◆ REQUIREMENT ◆
Every single entry should be printed exactly.

◆ SOURCE MATERIAL ◆
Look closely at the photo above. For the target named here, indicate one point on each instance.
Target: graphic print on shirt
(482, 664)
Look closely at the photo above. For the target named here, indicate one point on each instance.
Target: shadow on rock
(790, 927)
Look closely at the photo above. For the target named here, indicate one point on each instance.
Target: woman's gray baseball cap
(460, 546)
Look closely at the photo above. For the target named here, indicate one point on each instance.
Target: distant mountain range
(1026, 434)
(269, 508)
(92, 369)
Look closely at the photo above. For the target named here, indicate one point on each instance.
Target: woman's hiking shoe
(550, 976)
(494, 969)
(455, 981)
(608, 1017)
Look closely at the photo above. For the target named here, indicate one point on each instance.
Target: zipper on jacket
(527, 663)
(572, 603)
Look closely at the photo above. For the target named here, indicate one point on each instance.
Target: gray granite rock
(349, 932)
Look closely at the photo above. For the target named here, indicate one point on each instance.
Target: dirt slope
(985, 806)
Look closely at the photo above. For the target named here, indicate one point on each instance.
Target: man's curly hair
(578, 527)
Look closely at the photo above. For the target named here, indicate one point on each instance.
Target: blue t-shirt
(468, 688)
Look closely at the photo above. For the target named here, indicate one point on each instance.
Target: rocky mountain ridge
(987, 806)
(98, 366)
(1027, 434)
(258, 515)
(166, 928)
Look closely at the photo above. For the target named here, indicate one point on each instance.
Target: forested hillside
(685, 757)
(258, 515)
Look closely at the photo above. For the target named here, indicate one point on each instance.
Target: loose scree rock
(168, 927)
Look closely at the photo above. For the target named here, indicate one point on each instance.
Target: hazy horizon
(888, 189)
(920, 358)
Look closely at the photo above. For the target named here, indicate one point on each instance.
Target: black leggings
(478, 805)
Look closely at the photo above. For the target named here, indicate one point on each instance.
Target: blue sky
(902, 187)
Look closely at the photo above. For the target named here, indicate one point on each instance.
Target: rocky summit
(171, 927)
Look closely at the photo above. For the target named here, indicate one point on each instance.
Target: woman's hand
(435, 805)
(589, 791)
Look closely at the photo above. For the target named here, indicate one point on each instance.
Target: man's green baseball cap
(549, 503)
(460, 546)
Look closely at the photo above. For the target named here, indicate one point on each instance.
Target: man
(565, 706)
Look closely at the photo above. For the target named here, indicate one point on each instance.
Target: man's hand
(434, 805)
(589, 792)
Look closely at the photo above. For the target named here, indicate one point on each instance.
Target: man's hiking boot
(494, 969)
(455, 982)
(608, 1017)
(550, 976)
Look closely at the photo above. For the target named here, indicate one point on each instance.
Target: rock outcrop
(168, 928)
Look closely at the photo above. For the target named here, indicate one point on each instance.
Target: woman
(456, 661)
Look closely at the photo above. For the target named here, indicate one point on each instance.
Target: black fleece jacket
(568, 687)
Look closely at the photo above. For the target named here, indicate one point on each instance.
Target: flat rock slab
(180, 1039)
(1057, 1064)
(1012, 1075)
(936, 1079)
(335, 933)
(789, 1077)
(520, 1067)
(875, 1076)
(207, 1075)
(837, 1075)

◆ TASK RESPONSE ◆
Look closely at the photo above. For the target named here, indicate one point on each instance.
Target: graphic print on shirt
(482, 664)
Look closely at the photo above. For the target named here, indicate one point on each instance.
Target: shadow on rock
(790, 927)
Look closely at the photo above. For the target named here, indicate one point on each instance.
Target: woman's gray baseball cap
(460, 546)
Look closely at the photo above. For the target named here, indicate one point on each instance.
Target: distant mountain range
(1026, 434)
(269, 508)
(92, 369)
Look closely at the photo above. For the target named here, indicate one point on each instance.
Target: woman's hiking shoe
(550, 976)
(494, 969)
(455, 981)
(608, 1017)
Look closely at the photo above. For the target named here, indicate one point on each instance.
Target: zipper on jacket
(527, 663)
(572, 603)
Look closely at the photo above. For the target named here, indicate one point on each instance.
Target: gray granite rock
(349, 932)
Look closely at the photo above. For the target named here, indicate one point on each instance.
Target: dirt slope
(985, 806)
Look closely at the photo above. For the target named here, indicate one point on each instance.
Target: man's curly hair
(578, 527)
Look closely at the photo above. For the target named here, indicate one point on each instance.
Target: blue t-shirt
(468, 688)
Look closely at the photo above. For the target named here, indicate one point on each instance.
Target: rocky mountain ridge
(987, 806)
(98, 366)
(1027, 434)
(258, 515)
(166, 928)
Look closely at the photo above. For the target named here, indicate one point on each instance.
Target: forested hillside
(685, 757)
(258, 515)
Look closely at the photo above. For the target named here, indicate one point on each instance.
Target: loose scree rock
(168, 927)
Look closely at the photo above. For the target named here, indicate one point on each instance.
Target: hazy horizon
(888, 189)
(920, 358)
Look closely at the photo above. For the target named here, indicate one point on each instance.
Target: black leggings
(478, 805)
Look closely at the photo above. For the target named here, indicate one point on each instance.
Target: blue sky
(902, 187)
Look closely at the photo above. For the target named here, indicate one point on each instance.
Target: rocky summit
(171, 927)
Look closely at the photo above. For the target named here, indicate one point on each instance.
Target: woman's hand
(435, 805)
(589, 791)
Look closely at the photo above. For the target named here, indicate one point on each instance.
Target: man's green baseball cap
(549, 503)
(460, 546)
Look closely at the photo above. For the target named here, indicate one point on each instance.
Target: man
(565, 706)
Look closely at the photo above. For the target named here, indicate one point on each instance.
Target: man's hand
(434, 805)
(589, 792)
Look closely at the photo above. For the target named here, indicate one point on each instance.
Target: man's hiking boot
(494, 969)
(455, 982)
(608, 1017)
(550, 976)
Look closely at the photo above. For the target named here, indicate one point on each instance.
Target: rock outcrop
(168, 928)
Look closely at the photo above. For the target named here, indicate one point on each instance.
Target: woman
(456, 661)
Look closely at the photo above. For the target named here, indicate one point on each instance.
Target: black fleece jacket
(568, 687)
Look closely at the photo above. For the target named here, indicate one point on each instance.
Target: flat rock slab
(180, 1039)
(1057, 1064)
(1012, 1075)
(936, 1079)
(335, 933)
(789, 1077)
(520, 1067)
(875, 1076)
(207, 1075)
(837, 1075)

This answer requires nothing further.